TEXT BLOCK
******************************

Like Qusair, Tel Kalakh was used by rebels in the early stages of the conflict as a transit point for weapons and fighters smuggled into Syria to join the fight against Assad.

Pro-Assad websites showed video footage of soldiers patrolling the town in armoured cars and on foot.

"Terrorist groups infiltrated and terrorised the local people," an army officer said in the video. "In response to the request of the local people, the army entered Tel Kalakh to cleanse the area and restore security."

Urgent military aid


The British-based Syrian Observatory for Human Rights, a pro-opposition monitoring group, said rebels left the town on Tuesday, retreating towards the nearby Crusader fort of Crac des Chevaliers. Three rebels were killed as the army moved in.

Six months ago, Assad's opponents were challenging the president's grip on parts of Damascus, but are now under fierce military pressure there, while their supply lines from neighbouring Jordan and Lebanon have steadily been choked off.

In response to Assad's gains, achieved with the support of Lebanon's pro-Iranian Hezbollah fighters who spearheaded the assault on Qusair, Western and Arab nations pledged at the weekend to send urgent military aid to the rebels.

Hezbollah's involvement has highlighted the increasingly sectarian dynamic in the Syrian conflict. Hezbollah and Tehran back Assad, whose Alawite minority is an offshoot of Shi'ite Islam, while Sunni Muslim states such as Turkey, Saudi Arabia and Qatar have stepped up support for the mainly Sunni rebels.

Radical Sunni militants from abroad, some of them linked to al-Qaeda, are also coming in to fight alongside the rebels.

Jordan's King Abdullah said the war could ignite conflict across the Middle East unless global powers helped to convene peace talks soon.

Bleak prospects for peace talks

"It has become clear to all that the Syrian crisis may extend from being a civil war to a regional and sectarian conflict...the extent of which is unknown," the monarch told Asharq al-Awsat newspaper in an interview.

"It is time for a more serious Arab and international co-ordination to stop the deterioration of the Syrian crisis. The situation cannot wait any longer," he added.

But prospects for proposed "Geneva 2" peace talks look bleak. Talks on Tuesday between the United States and Russia, which support opposing sides in Syria, produced no agreement on who should attend the conference or when it should be held.

Saudi Arabia, which views Shi'ite Iran as its arch-rival, has stepped up aid to Syrian rebels in recent months, supplying anti-aircraft missiles among other weapons.

"Syria is facing a double-edged attack. It is facing genocide by the government and an invasion from outside the government," Saudi Foreign Minister Prince Saud al-Faisal said on Tuesday. "[It] is facing a massive flow of weapons to aid and abet that invasion and that genocide. This must end."

******************************

DATA SHOWN
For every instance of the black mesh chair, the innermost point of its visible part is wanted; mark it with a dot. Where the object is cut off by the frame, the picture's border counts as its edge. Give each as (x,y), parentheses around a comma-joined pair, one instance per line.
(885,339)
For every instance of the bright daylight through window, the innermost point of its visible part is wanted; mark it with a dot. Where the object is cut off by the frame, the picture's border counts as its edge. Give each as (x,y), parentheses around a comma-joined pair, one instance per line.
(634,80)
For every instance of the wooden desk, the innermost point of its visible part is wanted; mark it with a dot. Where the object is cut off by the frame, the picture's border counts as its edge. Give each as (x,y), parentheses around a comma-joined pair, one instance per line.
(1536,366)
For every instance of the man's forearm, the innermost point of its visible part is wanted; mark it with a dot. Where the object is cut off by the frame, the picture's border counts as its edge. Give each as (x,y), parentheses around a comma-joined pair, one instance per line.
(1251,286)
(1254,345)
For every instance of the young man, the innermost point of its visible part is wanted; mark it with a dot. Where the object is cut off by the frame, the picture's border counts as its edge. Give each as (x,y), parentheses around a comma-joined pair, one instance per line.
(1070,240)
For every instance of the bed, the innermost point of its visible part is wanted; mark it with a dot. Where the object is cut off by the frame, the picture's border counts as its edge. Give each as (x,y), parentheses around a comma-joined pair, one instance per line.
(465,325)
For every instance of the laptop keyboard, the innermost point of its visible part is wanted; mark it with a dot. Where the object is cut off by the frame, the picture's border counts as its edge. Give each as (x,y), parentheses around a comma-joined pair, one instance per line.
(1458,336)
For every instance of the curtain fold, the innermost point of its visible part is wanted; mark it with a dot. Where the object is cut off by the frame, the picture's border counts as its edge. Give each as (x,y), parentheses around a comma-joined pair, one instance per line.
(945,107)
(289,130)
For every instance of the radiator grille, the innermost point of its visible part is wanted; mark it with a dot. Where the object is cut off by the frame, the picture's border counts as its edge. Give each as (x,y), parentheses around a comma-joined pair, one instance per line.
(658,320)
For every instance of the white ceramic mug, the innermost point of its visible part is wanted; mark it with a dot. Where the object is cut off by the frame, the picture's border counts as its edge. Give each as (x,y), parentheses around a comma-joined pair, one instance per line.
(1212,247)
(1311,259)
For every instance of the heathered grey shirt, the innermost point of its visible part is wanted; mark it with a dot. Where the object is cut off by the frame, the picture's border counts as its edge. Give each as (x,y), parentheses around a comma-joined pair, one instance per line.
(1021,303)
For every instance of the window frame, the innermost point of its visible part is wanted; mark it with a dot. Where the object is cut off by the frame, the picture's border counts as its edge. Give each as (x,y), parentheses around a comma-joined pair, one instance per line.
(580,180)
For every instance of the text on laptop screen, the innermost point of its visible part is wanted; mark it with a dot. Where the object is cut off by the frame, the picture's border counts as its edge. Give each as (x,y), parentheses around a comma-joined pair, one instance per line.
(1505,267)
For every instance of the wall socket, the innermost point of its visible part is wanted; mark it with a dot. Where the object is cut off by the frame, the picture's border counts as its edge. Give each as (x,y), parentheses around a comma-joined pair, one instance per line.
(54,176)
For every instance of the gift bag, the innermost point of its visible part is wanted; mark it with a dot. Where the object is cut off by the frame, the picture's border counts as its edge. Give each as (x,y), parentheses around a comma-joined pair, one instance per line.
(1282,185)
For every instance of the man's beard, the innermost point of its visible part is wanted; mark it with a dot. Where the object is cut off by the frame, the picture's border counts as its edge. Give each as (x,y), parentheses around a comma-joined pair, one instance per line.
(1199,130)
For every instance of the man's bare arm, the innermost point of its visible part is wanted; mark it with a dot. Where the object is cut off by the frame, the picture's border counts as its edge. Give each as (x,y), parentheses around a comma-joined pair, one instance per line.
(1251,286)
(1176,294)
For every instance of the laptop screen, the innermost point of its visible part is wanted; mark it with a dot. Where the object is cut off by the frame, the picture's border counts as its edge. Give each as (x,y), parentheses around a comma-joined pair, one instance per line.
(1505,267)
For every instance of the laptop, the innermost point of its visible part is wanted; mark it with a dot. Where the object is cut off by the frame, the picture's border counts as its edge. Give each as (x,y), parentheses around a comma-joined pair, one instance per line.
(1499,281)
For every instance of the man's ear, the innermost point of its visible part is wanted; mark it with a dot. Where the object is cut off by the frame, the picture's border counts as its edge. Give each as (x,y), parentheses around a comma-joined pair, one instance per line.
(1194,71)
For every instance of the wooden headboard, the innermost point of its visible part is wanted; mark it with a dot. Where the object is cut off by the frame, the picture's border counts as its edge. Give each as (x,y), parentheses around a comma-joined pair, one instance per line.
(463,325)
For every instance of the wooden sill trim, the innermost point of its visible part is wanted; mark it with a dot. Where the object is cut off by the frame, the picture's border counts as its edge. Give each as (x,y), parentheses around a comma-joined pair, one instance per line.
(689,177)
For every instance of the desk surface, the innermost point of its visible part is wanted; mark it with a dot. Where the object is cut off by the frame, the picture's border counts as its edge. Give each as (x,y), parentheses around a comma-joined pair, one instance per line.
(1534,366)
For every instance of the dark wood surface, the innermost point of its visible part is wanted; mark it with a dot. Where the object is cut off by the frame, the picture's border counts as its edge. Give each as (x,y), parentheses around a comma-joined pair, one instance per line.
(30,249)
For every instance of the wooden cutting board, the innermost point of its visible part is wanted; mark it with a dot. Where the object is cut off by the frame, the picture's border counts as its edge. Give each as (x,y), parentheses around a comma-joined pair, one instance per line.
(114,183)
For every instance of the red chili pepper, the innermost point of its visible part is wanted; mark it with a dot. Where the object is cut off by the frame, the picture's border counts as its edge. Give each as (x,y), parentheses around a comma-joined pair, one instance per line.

******************************

COMPLETE THE FOLLOWING
1 – According to the article, why did Western and Arab nations pledge at the weekend to send urgent military aid to the rebels?
2 – Can you give the article again, starting with "Like Qusair, Tel" and going on through "fight against Assad.", but switch "fighters" to "militants"?
Nothing in the listing is needed here.

TASK SOLUTIONS
1 – They made the pledge in response to Assad's gains. Those gains were achieved with the support of Lebanon's pro-Iranian Hezbollah fighters, who spearheaded the assault on Qusair.

2 –
Like Qusair, Tel Kalakh was used by rebels in the early stages of the conflict as a transit point for weapons and militants smuggled into Syria to join the fight against Assad.